— Objectif 1 —
Extrayez des enregistrements ci-dessous toutes les lignes qui contiennent le mot « hand ».

— Texte fourni —
──────

On salue peu l’exploit. C’est que le pays n’a pas bonne presse. La Pologne se revendique populiste, réactionnaire, elle est fière de défier le monde entier, paradant aux côtés de Viktor Orban et de Marine Le Pen. La voilà saisie d’empathie. Rendant grâce à la société civile qui se mobilise, et en particulier les ONG, jusqu’ici souvent mal vues, et parfois brimées par le pouvoir.

A la gare centrale de Varsovie, les réfugiés débarquent encore. Chargés de valises, étrangement silencieux, dans un défilé ininterrompu. Ils viennent d’un pays libre et indépendant, ils viennent d’un pays qu’un ennemi envahit et détruit. En quelques heures, ils ont été contraints à l’exil. A leur vue, une infinie tristesse, et la colère, vous saisissent. Comment en est-on arrivé là ?  La réponse est implacable : un dictateur l’a décidé ainsi.

──────

— Extrait des données —
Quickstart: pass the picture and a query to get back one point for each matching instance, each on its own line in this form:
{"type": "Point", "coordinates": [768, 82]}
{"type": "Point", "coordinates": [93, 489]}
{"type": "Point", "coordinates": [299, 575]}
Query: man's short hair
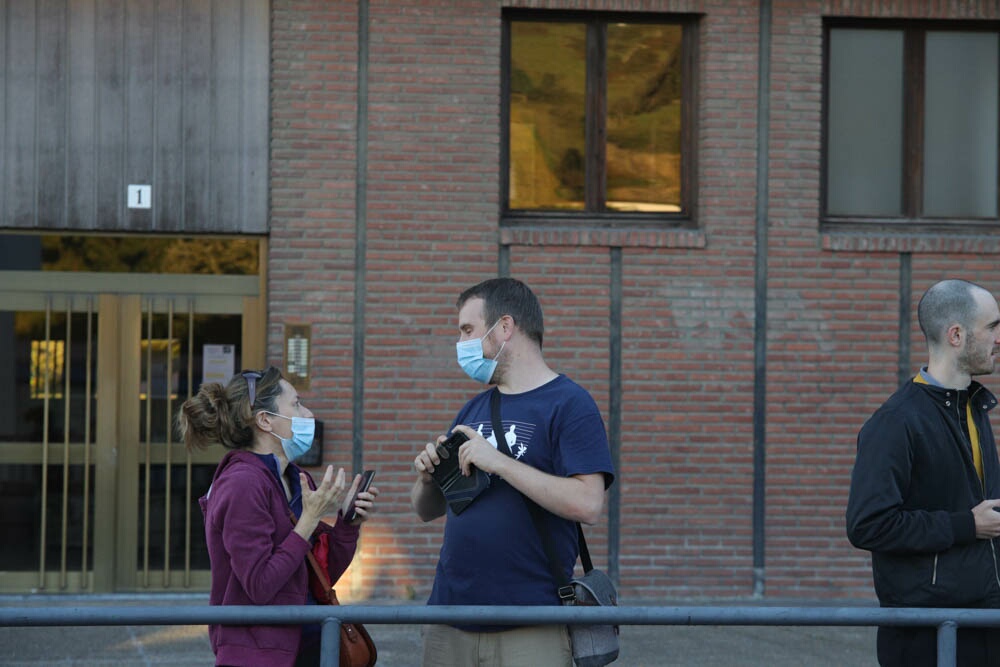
{"type": "Point", "coordinates": [945, 303]}
{"type": "Point", "coordinates": [508, 296]}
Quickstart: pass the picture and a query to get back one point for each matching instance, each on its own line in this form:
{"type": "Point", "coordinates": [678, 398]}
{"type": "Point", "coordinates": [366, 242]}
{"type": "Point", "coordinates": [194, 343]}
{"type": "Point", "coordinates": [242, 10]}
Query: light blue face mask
{"type": "Point", "coordinates": [303, 430]}
{"type": "Point", "coordinates": [470, 358]}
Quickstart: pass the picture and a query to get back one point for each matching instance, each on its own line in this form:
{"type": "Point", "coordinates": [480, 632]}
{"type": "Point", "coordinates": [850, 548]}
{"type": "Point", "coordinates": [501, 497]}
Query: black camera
{"type": "Point", "coordinates": [448, 470]}
{"type": "Point", "coordinates": [458, 489]}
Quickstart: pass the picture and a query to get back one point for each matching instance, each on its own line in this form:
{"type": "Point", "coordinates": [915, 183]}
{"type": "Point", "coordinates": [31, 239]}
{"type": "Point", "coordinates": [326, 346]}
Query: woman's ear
{"type": "Point", "coordinates": [262, 420]}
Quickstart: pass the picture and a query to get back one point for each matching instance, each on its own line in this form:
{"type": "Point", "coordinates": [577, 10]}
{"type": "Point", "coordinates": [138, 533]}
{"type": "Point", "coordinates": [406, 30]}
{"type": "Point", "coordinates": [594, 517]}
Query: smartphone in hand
{"type": "Point", "coordinates": [366, 481]}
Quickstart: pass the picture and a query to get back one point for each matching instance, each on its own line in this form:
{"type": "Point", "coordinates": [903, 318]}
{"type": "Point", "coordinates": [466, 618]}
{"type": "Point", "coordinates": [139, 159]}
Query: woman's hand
{"type": "Point", "coordinates": [364, 504]}
{"type": "Point", "coordinates": [317, 504]}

──────

— Objectif 2 —
Poursuivez le texte sur l'arrivée des réfugiés en Pologne à partir de sa dernière phrase.

— Réponse finale 1 —
Query: smartphone in hand
Query: woman's hand

— Réponse finale 2 —
La Pologne est en première ligne, consciente plus que quiconque de ce qui se joue dans cette guerre. Elle a fait le choix très vite, dès la chute de l’URSS, d’adhérer à l’OTAN et à l’Union européenne. Elle n’a jamais cessé de se méfier de la Russie, et de nous inciter à la méfiance. Elle sait aussi qu’elle est sur la liste russe des cibles possibles, après la Moldavie et les États baltes. Elle a donc fait le pari américain, et le renouvelle.

La Pologne est aux avant-postes, une fois de plus. Elle d’autant plus sensible à ce qui se joue à ses frontières qu’elle voit de près le combat pour la liberté. Elle est la plaque tournante du transfert de moyens vers l’Ukraine. Elle livre des armes. Elle s’engage, sans peur, pendant que l’Occident craint de mourir de froid, et de manquer d’huile. Elle en paie le prix. La Russie lui coupe le gaz.

Le rôle des États-Unis et de l’OTAN est crucial. L’organisation a renforcé son effectif à l’Est. Antony Blinken, le secrétaire d’État américain, en visite à Kiev, a annoncé de nouvelles aides. On commence à penser que l’Ukraine pourrait gagner la guerre. Preuve de la nervosité russe, Sergueï Lavrov évoque à nouveau une troisième guerre mondiale, et la menace, à peine voilée, de l’arme nucléaire.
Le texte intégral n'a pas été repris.